Please replace "hillside" with "slope" in the rows from the line with "For each instance of the snow patch" through the end of the rows, and give those lines again with nothing else changed. Leave the pictures out of your answer.

* RECORDS

::::

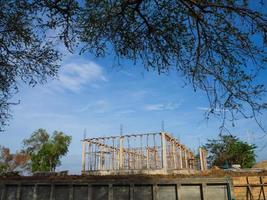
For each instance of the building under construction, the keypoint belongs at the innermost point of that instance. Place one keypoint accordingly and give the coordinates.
(149, 153)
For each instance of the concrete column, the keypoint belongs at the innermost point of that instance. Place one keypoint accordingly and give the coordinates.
(200, 160)
(18, 192)
(34, 192)
(83, 156)
(164, 152)
(186, 159)
(121, 153)
(89, 192)
(174, 155)
(147, 158)
(110, 192)
(181, 158)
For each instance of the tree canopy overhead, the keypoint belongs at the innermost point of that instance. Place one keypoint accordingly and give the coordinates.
(218, 47)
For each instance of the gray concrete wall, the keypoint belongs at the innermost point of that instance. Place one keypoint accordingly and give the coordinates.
(117, 189)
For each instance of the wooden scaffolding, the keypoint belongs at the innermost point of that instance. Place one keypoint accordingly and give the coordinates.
(149, 153)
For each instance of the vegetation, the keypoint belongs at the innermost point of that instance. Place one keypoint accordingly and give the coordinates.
(218, 47)
(41, 152)
(46, 151)
(228, 150)
(12, 162)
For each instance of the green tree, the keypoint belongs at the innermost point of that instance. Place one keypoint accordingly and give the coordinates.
(36, 141)
(218, 47)
(12, 161)
(46, 151)
(228, 150)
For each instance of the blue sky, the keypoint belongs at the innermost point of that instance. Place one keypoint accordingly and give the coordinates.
(98, 95)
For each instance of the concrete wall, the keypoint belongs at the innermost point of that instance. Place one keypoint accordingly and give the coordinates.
(117, 189)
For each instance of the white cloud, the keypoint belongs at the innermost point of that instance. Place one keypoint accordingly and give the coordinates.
(207, 109)
(74, 75)
(161, 106)
(98, 106)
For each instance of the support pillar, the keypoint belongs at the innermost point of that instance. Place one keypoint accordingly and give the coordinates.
(121, 153)
(164, 152)
(181, 158)
(186, 159)
(83, 155)
(174, 155)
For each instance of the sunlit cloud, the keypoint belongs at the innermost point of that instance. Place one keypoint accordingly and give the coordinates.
(162, 106)
(74, 76)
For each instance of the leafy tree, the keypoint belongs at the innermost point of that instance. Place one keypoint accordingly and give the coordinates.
(228, 150)
(35, 142)
(218, 47)
(46, 151)
(12, 162)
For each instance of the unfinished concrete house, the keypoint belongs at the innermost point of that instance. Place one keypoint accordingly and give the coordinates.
(149, 153)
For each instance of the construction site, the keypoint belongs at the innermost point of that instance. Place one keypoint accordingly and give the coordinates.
(149, 153)
(149, 166)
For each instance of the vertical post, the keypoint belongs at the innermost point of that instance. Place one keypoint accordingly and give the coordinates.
(164, 152)
(90, 157)
(204, 191)
(83, 156)
(121, 153)
(110, 192)
(181, 158)
(147, 158)
(201, 160)
(174, 154)
(186, 159)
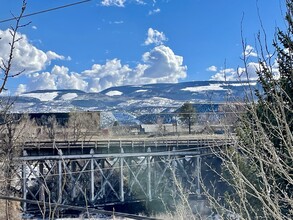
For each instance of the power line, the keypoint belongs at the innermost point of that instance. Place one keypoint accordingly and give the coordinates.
(47, 10)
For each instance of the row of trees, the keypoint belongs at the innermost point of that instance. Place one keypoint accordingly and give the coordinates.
(257, 171)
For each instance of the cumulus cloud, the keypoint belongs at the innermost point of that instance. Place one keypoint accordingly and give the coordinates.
(155, 37)
(26, 56)
(249, 51)
(212, 69)
(113, 73)
(163, 64)
(242, 73)
(159, 65)
(154, 11)
(118, 3)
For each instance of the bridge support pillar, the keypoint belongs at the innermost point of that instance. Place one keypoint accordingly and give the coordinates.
(149, 186)
(92, 197)
(60, 177)
(121, 177)
(198, 172)
(24, 182)
(41, 177)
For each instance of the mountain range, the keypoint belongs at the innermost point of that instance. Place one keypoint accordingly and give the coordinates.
(130, 102)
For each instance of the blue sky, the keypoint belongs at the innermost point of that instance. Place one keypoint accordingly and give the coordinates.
(104, 43)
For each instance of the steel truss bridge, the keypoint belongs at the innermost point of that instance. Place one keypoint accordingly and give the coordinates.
(105, 172)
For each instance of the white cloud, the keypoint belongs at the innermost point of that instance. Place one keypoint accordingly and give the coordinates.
(140, 2)
(154, 11)
(114, 93)
(243, 74)
(212, 69)
(116, 22)
(118, 3)
(26, 56)
(21, 89)
(158, 65)
(100, 77)
(155, 37)
(164, 65)
(249, 51)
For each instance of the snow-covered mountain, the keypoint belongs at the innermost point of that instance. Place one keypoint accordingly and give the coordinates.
(128, 102)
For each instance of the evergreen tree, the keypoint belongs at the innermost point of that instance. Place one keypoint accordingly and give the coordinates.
(187, 115)
(259, 168)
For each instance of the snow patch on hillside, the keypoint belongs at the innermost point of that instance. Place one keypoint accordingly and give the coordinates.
(141, 90)
(151, 102)
(211, 87)
(69, 96)
(44, 97)
(244, 84)
(114, 93)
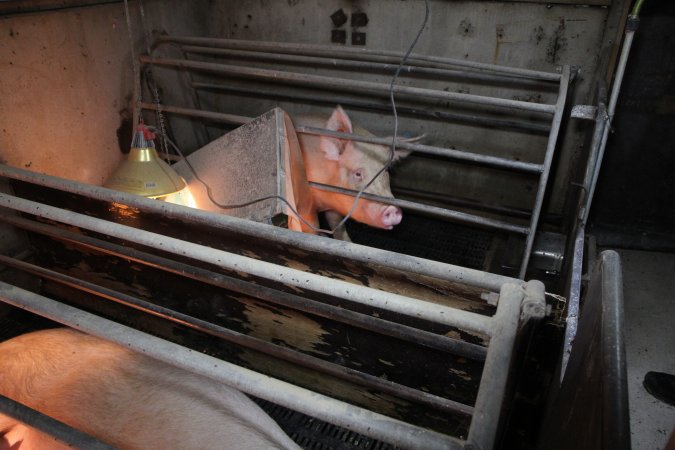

::::

* RESULT
For each instance of the snow patch on slope, the keypoint belongs at the innermost point of that instance. Place one keypoint accordingly and give the coordinates.
(141, 90)
(151, 102)
(211, 87)
(69, 96)
(44, 97)
(244, 84)
(114, 93)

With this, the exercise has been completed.